== Task to complete ==
Reproduce all the entries precisely.

== Dataset rows ==
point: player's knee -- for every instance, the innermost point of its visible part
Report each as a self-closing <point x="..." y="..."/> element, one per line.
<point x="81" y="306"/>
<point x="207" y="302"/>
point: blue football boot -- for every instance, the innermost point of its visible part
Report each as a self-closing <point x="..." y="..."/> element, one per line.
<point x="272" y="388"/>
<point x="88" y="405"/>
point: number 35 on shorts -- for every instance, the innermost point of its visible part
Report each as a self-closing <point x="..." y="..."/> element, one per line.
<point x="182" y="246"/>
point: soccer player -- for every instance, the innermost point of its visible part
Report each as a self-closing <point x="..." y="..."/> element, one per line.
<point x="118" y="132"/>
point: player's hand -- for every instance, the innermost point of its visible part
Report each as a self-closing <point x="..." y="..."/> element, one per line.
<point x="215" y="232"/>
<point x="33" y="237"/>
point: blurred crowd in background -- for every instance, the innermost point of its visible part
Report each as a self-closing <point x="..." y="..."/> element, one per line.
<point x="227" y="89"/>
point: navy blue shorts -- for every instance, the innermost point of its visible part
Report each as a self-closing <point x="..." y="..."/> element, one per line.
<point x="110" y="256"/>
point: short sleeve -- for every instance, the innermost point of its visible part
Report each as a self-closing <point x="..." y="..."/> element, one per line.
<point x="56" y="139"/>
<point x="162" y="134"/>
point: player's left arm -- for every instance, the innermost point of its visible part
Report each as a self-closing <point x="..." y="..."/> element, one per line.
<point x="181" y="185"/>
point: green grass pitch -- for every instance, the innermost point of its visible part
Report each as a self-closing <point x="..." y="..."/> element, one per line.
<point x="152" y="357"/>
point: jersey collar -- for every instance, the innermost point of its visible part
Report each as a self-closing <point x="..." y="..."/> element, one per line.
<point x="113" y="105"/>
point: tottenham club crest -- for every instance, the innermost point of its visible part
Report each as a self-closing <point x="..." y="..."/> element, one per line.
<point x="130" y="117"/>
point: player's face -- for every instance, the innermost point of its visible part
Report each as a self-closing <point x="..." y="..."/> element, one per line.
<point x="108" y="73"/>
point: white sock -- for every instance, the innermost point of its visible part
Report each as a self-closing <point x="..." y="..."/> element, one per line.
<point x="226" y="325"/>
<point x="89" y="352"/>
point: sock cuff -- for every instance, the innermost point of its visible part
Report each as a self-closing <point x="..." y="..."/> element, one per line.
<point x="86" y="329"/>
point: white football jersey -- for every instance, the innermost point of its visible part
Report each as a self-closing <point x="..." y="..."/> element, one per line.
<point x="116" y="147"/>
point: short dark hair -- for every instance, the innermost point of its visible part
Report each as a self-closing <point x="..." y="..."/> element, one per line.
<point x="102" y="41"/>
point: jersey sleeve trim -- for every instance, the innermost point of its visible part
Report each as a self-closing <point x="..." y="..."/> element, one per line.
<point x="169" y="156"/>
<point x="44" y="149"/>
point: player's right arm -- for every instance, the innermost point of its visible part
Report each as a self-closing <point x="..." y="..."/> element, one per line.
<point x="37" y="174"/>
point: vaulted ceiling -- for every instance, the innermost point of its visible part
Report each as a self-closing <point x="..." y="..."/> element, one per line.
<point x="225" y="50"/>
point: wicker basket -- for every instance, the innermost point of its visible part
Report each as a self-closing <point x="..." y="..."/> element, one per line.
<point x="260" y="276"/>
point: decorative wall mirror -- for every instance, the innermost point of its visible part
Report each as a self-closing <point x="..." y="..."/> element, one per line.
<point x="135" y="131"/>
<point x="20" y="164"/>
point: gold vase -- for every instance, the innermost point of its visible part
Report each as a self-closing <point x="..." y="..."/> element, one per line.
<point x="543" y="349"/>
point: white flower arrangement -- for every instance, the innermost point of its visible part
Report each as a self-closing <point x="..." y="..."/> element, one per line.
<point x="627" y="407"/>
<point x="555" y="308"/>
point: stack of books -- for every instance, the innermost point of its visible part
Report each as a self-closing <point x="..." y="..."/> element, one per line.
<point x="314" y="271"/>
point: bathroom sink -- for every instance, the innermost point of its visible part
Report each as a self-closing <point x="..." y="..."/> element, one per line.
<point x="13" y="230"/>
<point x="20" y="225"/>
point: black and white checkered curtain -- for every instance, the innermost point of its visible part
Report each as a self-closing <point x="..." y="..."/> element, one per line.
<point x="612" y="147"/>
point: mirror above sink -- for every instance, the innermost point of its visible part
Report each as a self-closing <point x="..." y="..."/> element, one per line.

== Solution for this task ==
point: player's knee -- for every instance, the innermost point of its visible part
Report each as a self-closing <point x="..." y="..."/> element, one per line.
<point x="81" y="306"/>
<point x="207" y="302"/>
point: blue football boot -- for every instance, the innermost point of its visible part
Report each as a self-closing <point x="..." y="..."/> element, one per line.
<point x="272" y="388"/>
<point x="88" y="405"/>
point: number 35 on shorts -- for every instance, the innermost point of its visible part
Report each as a self-closing <point x="..." y="..."/> element, one per line.
<point x="182" y="246"/>
point: soccer player -- for every instance, the innermost point of its visible part
Report each as a self-closing <point x="..." y="..."/> element, one per line.
<point x="118" y="132"/>
point: player's hand -- for every instance, the innermost point of its visible part
Report each as a self-closing <point x="..." y="..."/> element, one per line.
<point x="215" y="232"/>
<point x="33" y="237"/>
point: blurred crowd in background -- for every instance, the innermost point of its visible part
Report each as a self-closing <point x="..." y="..."/> element, one per line.
<point x="227" y="89"/>
point: navy blue shorts -- for every instance, the innermost point of its visible part
Report each as a self-closing <point x="..." y="..."/> element, one per line.
<point x="110" y="256"/>
point: short sleeve -- for every instance, the innermost point of its visible part
Report each as a self-closing <point x="..." y="..."/> element, one per line.
<point x="56" y="139"/>
<point x="162" y="134"/>
point: player's left arm -- for every instance, the innermost point of its visible part
Report each as a self-closing <point x="..." y="..."/> element, one per line.
<point x="181" y="185"/>
point: green grass pitch -- for every instance, the innermost point of its visible part
Report each as a self-closing <point x="..." y="..."/> element, one per line.
<point x="152" y="357"/>
point: jersey collar -- for every instance, the innermost point of its visible part
Report each as a self-closing <point x="..." y="..."/> element, one per line.
<point x="113" y="105"/>
point: tottenham club crest -- for every instance, the innermost point of its visible part
Report each as a self-closing <point x="..." y="..."/> element, one per line.
<point x="130" y="117"/>
point: player's face -- for every instance, the innermost point of its visible part
Report each as a self-closing <point x="..." y="..."/> element, one per line.
<point x="108" y="73"/>
point: white sock -- for every instance, the innermost point of its visible part
Report each as a self-closing <point x="..." y="..."/> element, one per line.
<point x="226" y="325"/>
<point x="89" y="352"/>
point: sock cuff -- for every instance, the innermost point of its visible part
Report each as a self-closing <point x="..." y="..."/> element, one per line.
<point x="86" y="329"/>
point: white football jersey -- for every instance, the innermost point of its visible part
Report each as a self-closing <point x="..." y="..."/> element, one per line.
<point x="116" y="147"/>
point: short dark hair -- for every instance, the innermost point of its visible part
Report each as a self-closing <point x="..." y="..."/> element, one per line.
<point x="102" y="41"/>
point: jersey sleeve trim -- for every instance, the innermost point of its visible part
Report each as a self-closing <point x="..." y="..."/> element, one per line.
<point x="169" y="156"/>
<point x="44" y="149"/>
point: player's right arm -- for every instance, the innermost point of its visible part
Report each as a self-closing <point x="..." y="..."/> element, one per line.
<point x="37" y="174"/>
point: vaulted ceiling -- for every instance, the innermost point of its visible part
Report each as a self-closing <point x="..." y="..."/> element, one per line.
<point x="225" y="50"/>
point: wicker basket -- for every instance, the innermost point of its visible part
Report each as a self-closing <point x="..." y="..."/> element, one per line.
<point x="260" y="276"/>
point: decorative wall mirror -- for every instance, the innermost point of its visible part
Report each as a self-closing <point x="..." y="..."/> element, one per line.
<point x="135" y="131"/>
<point x="20" y="164"/>
point: gold vase -- for every instance, the innermost point of its visible part
Report each as a self-closing <point x="..." y="..."/> element, one per line.
<point x="543" y="349"/>
point: white flower arrangement -- for every instance, the innermost point of its visible part
Report each as a self-closing <point x="..." y="..."/> element, one per line.
<point x="627" y="407"/>
<point x="555" y="308"/>
point: stack of books -- for every instance, the innermost point of its visible part
Report each as a self-closing <point x="..." y="..."/> element, one per line.
<point x="314" y="271"/>
point: bathroom sink -- for every instance, the innermost point of its visible part
Report each as a self-closing <point x="..." y="..."/> element, one per line.
<point x="13" y="230"/>
<point x="20" y="225"/>
point: black and white checkered curtain -- for every instance, the innermost point of its visible part
Report each as a self-closing <point x="..." y="..."/> element, one per line.
<point x="612" y="147"/>
point: mirror above sink -- for every instance, the innermost point of its visible part
Report each as a self-closing <point x="..." y="..."/> element, one per line.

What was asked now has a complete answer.